**TASK REQUIREMENTS:**
Where "leather" appears in a line of the entries below, that line should be copied.

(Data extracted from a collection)
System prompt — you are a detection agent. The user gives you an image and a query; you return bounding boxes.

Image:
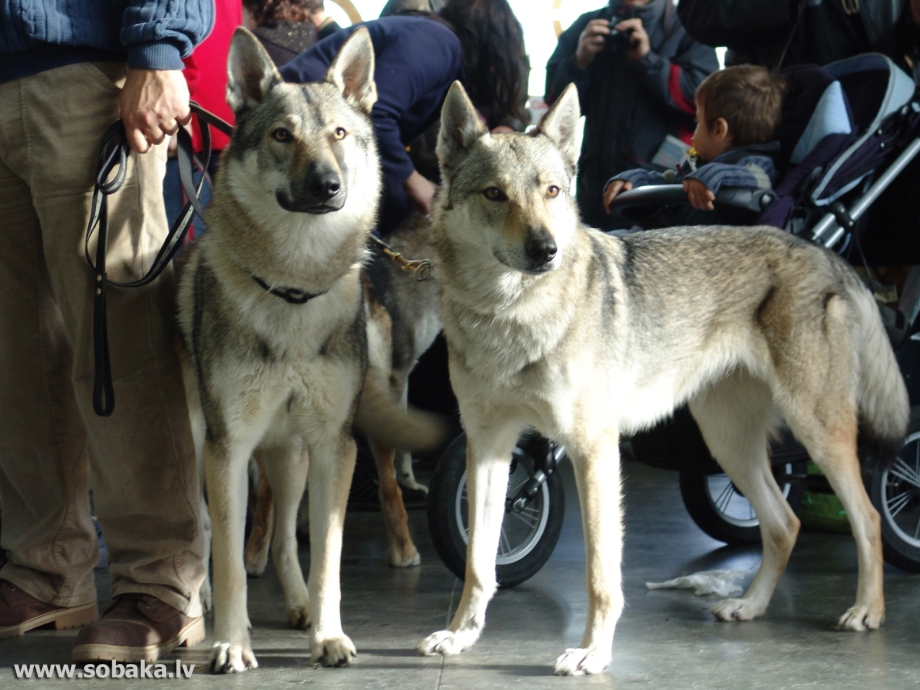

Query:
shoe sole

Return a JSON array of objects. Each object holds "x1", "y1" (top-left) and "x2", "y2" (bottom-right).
[
  {"x1": 0, "y1": 602, "x2": 99, "y2": 640},
  {"x1": 71, "y1": 616, "x2": 206, "y2": 663}
]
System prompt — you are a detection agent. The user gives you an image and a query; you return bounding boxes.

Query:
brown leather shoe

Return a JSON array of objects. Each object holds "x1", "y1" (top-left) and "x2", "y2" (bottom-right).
[
  {"x1": 72, "y1": 594, "x2": 205, "y2": 663},
  {"x1": 0, "y1": 579, "x2": 98, "y2": 640}
]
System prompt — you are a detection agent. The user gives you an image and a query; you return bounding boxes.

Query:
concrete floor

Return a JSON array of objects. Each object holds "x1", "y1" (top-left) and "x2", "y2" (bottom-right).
[{"x1": 1, "y1": 458, "x2": 919, "y2": 688}]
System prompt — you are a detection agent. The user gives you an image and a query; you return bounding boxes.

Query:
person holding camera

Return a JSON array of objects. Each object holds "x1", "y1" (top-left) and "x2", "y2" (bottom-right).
[{"x1": 546, "y1": 0, "x2": 717, "y2": 230}]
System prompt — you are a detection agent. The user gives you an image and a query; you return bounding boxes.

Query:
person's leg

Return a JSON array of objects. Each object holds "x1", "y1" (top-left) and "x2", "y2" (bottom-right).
[
  {"x1": 12, "y1": 63, "x2": 206, "y2": 623},
  {"x1": 0, "y1": 82, "x2": 100, "y2": 634}
]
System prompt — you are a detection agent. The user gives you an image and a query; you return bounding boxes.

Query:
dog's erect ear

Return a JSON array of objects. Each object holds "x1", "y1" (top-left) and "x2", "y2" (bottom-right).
[
  {"x1": 536, "y1": 83, "x2": 581, "y2": 173},
  {"x1": 326, "y1": 27, "x2": 377, "y2": 114},
  {"x1": 438, "y1": 81, "x2": 489, "y2": 172},
  {"x1": 227, "y1": 27, "x2": 282, "y2": 114}
]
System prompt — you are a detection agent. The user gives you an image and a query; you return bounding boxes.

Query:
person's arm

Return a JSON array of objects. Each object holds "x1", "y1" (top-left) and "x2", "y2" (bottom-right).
[
  {"x1": 545, "y1": 13, "x2": 597, "y2": 107},
  {"x1": 676, "y1": 0, "x2": 798, "y2": 50},
  {"x1": 683, "y1": 155, "x2": 777, "y2": 196},
  {"x1": 603, "y1": 169, "x2": 670, "y2": 214},
  {"x1": 118, "y1": 0, "x2": 215, "y2": 153}
]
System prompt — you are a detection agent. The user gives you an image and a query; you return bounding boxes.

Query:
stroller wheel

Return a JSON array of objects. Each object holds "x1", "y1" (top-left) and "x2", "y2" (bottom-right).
[
  {"x1": 427, "y1": 432, "x2": 565, "y2": 588},
  {"x1": 679, "y1": 463, "x2": 806, "y2": 545},
  {"x1": 869, "y1": 411, "x2": 920, "y2": 572}
]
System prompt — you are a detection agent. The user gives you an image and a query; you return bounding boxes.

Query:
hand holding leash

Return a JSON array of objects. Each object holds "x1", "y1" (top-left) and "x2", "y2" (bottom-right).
[{"x1": 119, "y1": 69, "x2": 191, "y2": 153}]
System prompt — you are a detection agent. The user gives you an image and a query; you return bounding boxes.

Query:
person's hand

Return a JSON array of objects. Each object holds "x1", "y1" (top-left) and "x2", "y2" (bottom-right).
[
  {"x1": 491, "y1": 125, "x2": 515, "y2": 134},
  {"x1": 603, "y1": 179, "x2": 633, "y2": 214},
  {"x1": 614, "y1": 18, "x2": 650, "y2": 61},
  {"x1": 684, "y1": 179, "x2": 715, "y2": 210},
  {"x1": 911, "y1": 0, "x2": 920, "y2": 25},
  {"x1": 576, "y1": 19, "x2": 612, "y2": 70},
  {"x1": 119, "y1": 69, "x2": 191, "y2": 154},
  {"x1": 403, "y1": 169, "x2": 439, "y2": 215}
]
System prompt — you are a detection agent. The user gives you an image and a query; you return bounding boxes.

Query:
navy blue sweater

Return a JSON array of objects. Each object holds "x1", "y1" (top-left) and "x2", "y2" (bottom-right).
[
  {"x1": 280, "y1": 16, "x2": 463, "y2": 233},
  {"x1": 0, "y1": 0, "x2": 214, "y2": 82}
]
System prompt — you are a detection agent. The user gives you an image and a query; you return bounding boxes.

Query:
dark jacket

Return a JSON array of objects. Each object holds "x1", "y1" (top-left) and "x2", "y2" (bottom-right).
[
  {"x1": 280, "y1": 16, "x2": 463, "y2": 234},
  {"x1": 676, "y1": 0, "x2": 914, "y2": 72},
  {"x1": 0, "y1": 0, "x2": 214, "y2": 78},
  {"x1": 546, "y1": 0, "x2": 718, "y2": 229},
  {"x1": 253, "y1": 20, "x2": 318, "y2": 67}
]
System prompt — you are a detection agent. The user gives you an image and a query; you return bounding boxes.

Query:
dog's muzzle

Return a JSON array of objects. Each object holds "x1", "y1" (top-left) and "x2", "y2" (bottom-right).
[
  {"x1": 523, "y1": 228, "x2": 558, "y2": 273},
  {"x1": 277, "y1": 167, "x2": 347, "y2": 214}
]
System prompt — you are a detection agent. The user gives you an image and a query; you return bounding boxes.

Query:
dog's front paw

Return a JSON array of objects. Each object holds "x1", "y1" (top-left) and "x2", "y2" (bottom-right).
[
  {"x1": 311, "y1": 633, "x2": 356, "y2": 667},
  {"x1": 387, "y1": 544, "x2": 421, "y2": 568},
  {"x1": 199, "y1": 578, "x2": 212, "y2": 613},
  {"x1": 837, "y1": 604, "x2": 883, "y2": 631},
  {"x1": 554, "y1": 647, "x2": 611, "y2": 676},
  {"x1": 710, "y1": 598, "x2": 765, "y2": 622},
  {"x1": 209, "y1": 642, "x2": 258, "y2": 673},
  {"x1": 417, "y1": 628, "x2": 478, "y2": 656}
]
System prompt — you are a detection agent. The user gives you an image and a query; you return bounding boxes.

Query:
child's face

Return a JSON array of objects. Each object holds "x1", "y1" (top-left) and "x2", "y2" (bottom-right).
[{"x1": 691, "y1": 99, "x2": 732, "y2": 163}]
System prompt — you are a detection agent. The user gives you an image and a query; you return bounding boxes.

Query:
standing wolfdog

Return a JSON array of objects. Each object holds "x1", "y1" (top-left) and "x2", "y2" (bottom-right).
[
  {"x1": 177, "y1": 28, "x2": 441, "y2": 673},
  {"x1": 417, "y1": 82, "x2": 909, "y2": 675}
]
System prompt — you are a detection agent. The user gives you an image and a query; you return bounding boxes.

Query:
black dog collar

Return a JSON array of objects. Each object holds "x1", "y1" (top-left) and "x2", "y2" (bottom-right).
[{"x1": 251, "y1": 274, "x2": 325, "y2": 305}]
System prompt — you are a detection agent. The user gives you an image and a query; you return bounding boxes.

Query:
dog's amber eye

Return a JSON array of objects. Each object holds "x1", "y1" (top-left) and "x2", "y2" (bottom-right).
[
  {"x1": 271, "y1": 128, "x2": 292, "y2": 143},
  {"x1": 547, "y1": 185, "x2": 560, "y2": 198},
  {"x1": 334, "y1": 127, "x2": 347, "y2": 140},
  {"x1": 483, "y1": 187, "x2": 506, "y2": 202}
]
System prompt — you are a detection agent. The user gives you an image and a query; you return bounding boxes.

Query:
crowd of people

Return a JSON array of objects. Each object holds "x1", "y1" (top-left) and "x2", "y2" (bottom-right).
[{"x1": 1, "y1": 0, "x2": 920, "y2": 666}]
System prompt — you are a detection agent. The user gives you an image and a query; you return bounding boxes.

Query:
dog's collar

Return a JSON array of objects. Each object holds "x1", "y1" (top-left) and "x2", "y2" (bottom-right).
[{"x1": 250, "y1": 274, "x2": 325, "y2": 305}]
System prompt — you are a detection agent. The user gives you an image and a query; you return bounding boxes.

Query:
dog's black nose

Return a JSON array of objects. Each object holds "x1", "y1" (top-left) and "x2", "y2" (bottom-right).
[
  {"x1": 309, "y1": 173, "x2": 342, "y2": 201},
  {"x1": 524, "y1": 234, "x2": 557, "y2": 265}
]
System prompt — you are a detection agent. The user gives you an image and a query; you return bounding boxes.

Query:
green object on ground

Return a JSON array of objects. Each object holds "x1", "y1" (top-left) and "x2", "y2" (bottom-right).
[{"x1": 798, "y1": 462, "x2": 851, "y2": 533}]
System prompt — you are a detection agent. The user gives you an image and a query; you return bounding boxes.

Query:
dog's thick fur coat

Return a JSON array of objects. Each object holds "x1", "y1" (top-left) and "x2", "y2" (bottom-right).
[
  {"x1": 417, "y1": 82, "x2": 909, "y2": 675},
  {"x1": 177, "y1": 28, "x2": 440, "y2": 673}
]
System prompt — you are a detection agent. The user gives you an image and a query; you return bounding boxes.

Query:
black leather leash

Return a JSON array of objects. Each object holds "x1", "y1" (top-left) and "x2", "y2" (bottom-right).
[{"x1": 85, "y1": 102, "x2": 232, "y2": 416}]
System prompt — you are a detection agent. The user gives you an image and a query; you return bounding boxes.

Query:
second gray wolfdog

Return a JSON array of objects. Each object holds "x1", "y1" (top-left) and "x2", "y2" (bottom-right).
[
  {"x1": 417, "y1": 82, "x2": 908, "y2": 675},
  {"x1": 178, "y1": 28, "x2": 441, "y2": 673}
]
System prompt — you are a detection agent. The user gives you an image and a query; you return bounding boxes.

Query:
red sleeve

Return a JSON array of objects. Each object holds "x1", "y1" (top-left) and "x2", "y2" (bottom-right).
[
  {"x1": 668, "y1": 64, "x2": 697, "y2": 117},
  {"x1": 184, "y1": 0, "x2": 241, "y2": 152}
]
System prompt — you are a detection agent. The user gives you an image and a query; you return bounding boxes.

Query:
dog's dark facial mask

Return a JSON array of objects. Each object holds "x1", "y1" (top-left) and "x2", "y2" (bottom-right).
[{"x1": 225, "y1": 27, "x2": 377, "y2": 215}]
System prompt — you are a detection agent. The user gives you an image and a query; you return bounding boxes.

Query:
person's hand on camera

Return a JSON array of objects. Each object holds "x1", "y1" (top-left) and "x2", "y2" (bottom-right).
[
  {"x1": 576, "y1": 19, "x2": 612, "y2": 70},
  {"x1": 603, "y1": 179, "x2": 633, "y2": 214},
  {"x1": 614, "y1": 18, "x2": 650, "y2": 61},
  {"x1": 684, "y1": 179, "x2": 715, "y2": 210}
]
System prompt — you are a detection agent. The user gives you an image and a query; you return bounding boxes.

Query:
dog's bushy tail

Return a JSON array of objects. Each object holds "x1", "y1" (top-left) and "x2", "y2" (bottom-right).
[
  {"x1": 854, "y1": 288, "x2": 910, "y2": 467},
  {"x1": 354, "y1": 372, "x2": 448, "y2": 452}
]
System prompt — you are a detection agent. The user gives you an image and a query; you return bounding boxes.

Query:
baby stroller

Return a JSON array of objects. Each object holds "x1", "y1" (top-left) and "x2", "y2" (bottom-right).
[{"x1": 427, "y1": 53, "x2": 920, "y2": 586}]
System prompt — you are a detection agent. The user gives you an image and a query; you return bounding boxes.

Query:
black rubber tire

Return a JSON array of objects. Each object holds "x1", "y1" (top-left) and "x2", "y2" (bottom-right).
[
  {"x1": 427, "y1": 433, "x2": 565, "y2": 588},
  {"x1": 679, "y1": 464, "x2": 806, "y2": 545},
  {"x1": 869, "y1": 412, "x2": 920, "y2": 572}
]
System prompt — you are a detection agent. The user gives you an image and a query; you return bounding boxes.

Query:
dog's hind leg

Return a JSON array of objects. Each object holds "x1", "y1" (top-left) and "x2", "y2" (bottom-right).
[
  {"x1": 418, "y1": 422, "x2": 520, "y2": 658},
  {"x1": 689, "y1": 370, "x2": 800, "y2": 623},
  {"x1": 554, "y1": 428, "x2": 623, "y2": 676},
  {"x1": 785, "y1": 401, "x2": 884, "y2": 630},
  {"x1": 304, "y1": 430, "x2": 358, "y2": 666},
  {"x1": 243, "y1": 454, "x2": 274, "y2": 577},
  {"x1": 205, "y1": 438, "x2": 261, "y2": 673},
  {"x1": 370, "y1": 439, "x2": 420, "y2": 567},
  {"x1": 259, "y1": 439, "x2": 311, "y2": 629}
]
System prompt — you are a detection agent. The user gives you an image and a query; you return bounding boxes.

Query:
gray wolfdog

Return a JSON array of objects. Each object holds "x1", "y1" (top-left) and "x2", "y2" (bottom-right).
[
  {"x1": 417, "y1": 82, "x2": 909, "y2": 675},
  {"x1": 177, "y1": 28, "x2": 441, "y2": 673}
]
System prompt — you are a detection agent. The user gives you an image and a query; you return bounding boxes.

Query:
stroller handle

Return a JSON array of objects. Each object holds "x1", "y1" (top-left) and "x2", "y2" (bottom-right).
[{"x1": 610, "y1": 184, "x2": 776, "y2": 214}]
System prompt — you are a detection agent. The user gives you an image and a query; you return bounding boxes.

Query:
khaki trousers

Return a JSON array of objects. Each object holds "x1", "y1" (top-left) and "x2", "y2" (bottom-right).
[{"x1": 0, "y1": 62, "x2": 205, "y2": 617}]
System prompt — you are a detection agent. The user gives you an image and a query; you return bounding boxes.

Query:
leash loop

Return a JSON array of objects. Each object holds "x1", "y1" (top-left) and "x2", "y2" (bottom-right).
[{"x1": 85, "y1": 102, "x2": 233, "y2": 416}]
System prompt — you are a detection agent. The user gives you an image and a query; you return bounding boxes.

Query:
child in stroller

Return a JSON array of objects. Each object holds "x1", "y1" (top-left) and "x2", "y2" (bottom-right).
[{"x1": 603, "y1": 64, "x2": 785, "y2": 226}]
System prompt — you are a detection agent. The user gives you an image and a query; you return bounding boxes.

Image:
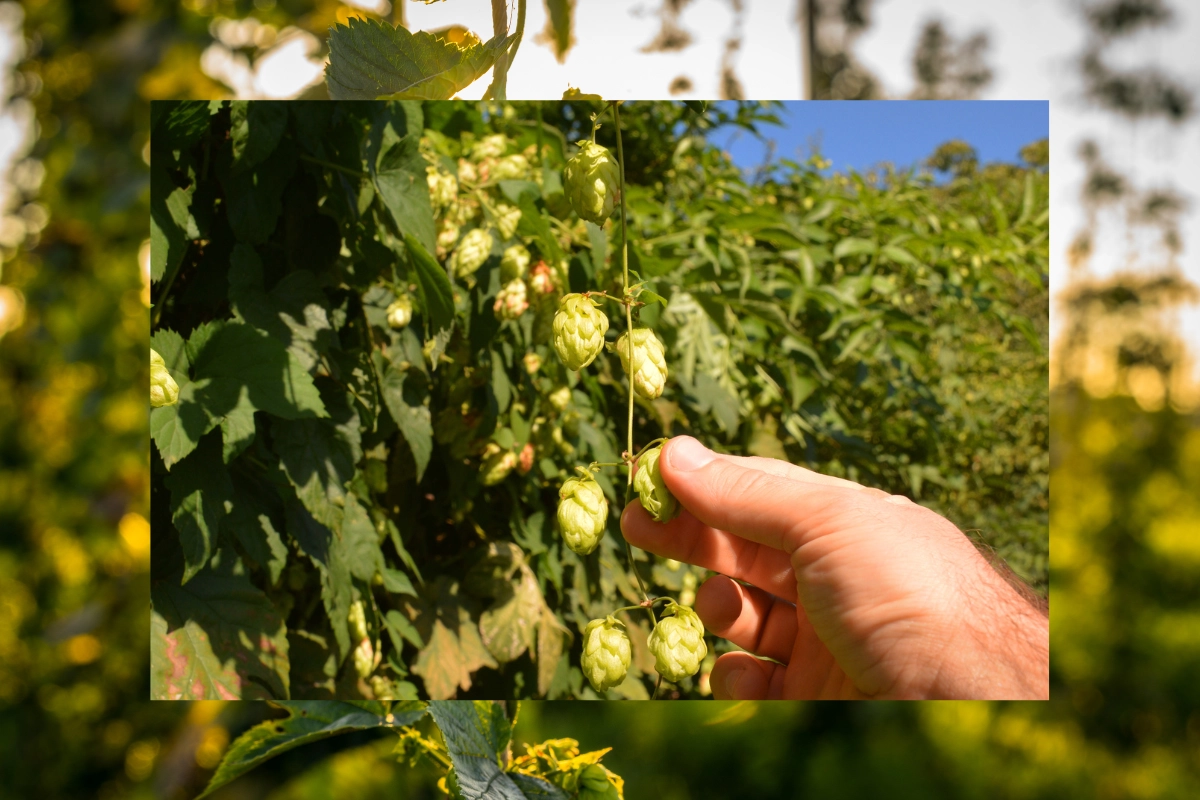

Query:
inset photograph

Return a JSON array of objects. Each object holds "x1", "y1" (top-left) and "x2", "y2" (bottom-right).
[{"x1": 150, "y1": 98, "x2": 1048, "y2": 701}]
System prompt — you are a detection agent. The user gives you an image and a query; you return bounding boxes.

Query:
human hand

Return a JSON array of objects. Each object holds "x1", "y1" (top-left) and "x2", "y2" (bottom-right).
[{"x1": 621, "y1": 436, "x2": 1049, "y2": 700}]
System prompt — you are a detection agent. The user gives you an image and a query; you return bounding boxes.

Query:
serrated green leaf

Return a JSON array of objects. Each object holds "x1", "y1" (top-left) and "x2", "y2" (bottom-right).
[
  {"x1": 272, "y1": 418, "x2": 356, "y2": 532},
  {"x1": 150, "y1": 562, "x2": 289, "y2": 701},
  {"x1": 222, "y1": 477, "x2": 288, "y2": 585},
  {"x1": 230, "y1": 101, "x2": 288, "y2": 172},
  {"x1": 163, "y1": 432, "x2": 232, "y2": 584},
  {"x1": 405, "y1": 233, "x2": 454, "y2": 337},
  {"x1": 427, "y1": 701, "x2": 525, "y2": 800},
  {"x1": 196, "y1": 701, "x2": 426, "y2": 798},
  {"x1": 219, "y1": 140, "x2": 294, "y2": 244},
  {"x1": 379, "y1": 358, "x2": 433, "y2": 482},
  {"x1": 326, "y1": 18, "x2": 515, "y2": 100},
  {"x1": 286, "y1": 498, "x2": 354, "y2": 661},
  {"x1": 833, "y1": 236, "x2": 877, "y2": 260},
  {"x1": 150, "y1": 161, "x2": 194, "y2": 283}
]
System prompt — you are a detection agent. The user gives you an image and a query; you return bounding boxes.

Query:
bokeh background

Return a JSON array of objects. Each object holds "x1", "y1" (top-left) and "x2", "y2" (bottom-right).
[{"x1": 0, "y1": 0, "x2": 1196, "y2": 798}]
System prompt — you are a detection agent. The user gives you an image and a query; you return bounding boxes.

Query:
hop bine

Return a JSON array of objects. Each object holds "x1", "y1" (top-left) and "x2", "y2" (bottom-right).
[
  {"x1": 563, "y1": 140, "x2": 620, "y2": 224},
  {"x1": 615, "y1": 328, "x2": 668, "y2": 399},
  {"x1": 150, "y1": 348, "x2": 179, "y2": 408},
  {"x1": 580, "y1": 616, "x2": 631, "y2": 693},
  {"x1": 633, "y1": 442, "x2": 679, "y2": 523},
  {"x1": 647, "y1": 601, "x2": 707, "y2": 683},
  {"x1": 557, "y1": 471, "x2": 608, "y2": 555},
  {"x1": 552, "y1": 293, "x2": 609, "y2": 370}
]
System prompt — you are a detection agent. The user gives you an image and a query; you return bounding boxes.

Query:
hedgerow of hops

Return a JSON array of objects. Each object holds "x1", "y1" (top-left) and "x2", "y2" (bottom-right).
[
  {"x1": 580, "y1": 616, "x2": 631, "y2": 693},
  {"x1": 563, "y1": 140, "x2": 620, "y2": 223},
  {"x1": 452, "y1": 227, "x2": 493, "y2": 278},
  {"x1": 615, "y1": 328, "x2": 668, "y2": 399},
  {"x1": 647, "y1": 601, "x2": 707, "y2": 683},
  {"x1": 480, "y1": 442, "x2": 518, "y2": 486},
  {"x1": 494, "y1": 279, "x2": 529, "y2": 321},
  {"x1": 557, "y1": 470, "x2": 607, "y2": 555},
  {"x1": 552, "y1": 293, "x2": 608, "y2": 370},
  {"x1": 501, "y1": 243, "x2": 531, "y2": 281},
  {"x1": 633, "y1": 442, "x2": 679, "y2": 523},
  {"x1": 150, "y1": 348, "x2": 179, "y2": 408},
  {"x1": 386, "y1": 294, "x2": 413, "y2": 329}
]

**ANSWER TO THIS EXERCISE:**
brown leather shoe
black leather leash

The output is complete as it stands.